--- begin ---

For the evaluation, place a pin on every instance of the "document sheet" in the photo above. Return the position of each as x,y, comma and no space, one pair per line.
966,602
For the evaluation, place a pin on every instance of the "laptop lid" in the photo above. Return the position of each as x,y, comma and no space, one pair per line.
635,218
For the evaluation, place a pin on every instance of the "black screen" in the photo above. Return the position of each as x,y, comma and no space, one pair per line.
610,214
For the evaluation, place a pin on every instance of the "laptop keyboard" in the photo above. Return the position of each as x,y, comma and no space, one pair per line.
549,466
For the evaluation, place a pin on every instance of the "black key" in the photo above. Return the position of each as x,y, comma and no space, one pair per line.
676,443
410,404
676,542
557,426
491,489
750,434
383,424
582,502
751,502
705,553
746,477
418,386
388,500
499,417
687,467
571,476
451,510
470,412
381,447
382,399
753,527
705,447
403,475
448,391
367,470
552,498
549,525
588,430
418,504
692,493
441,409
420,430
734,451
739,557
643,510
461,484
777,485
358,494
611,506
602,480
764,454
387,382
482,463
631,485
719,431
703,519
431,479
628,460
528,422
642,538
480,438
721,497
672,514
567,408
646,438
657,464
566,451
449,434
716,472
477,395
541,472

--- end ---

● Stated exercise
How many lines of the material above contain the string "laptop"? Case counts. Reply with the number alone.

● Completed task
2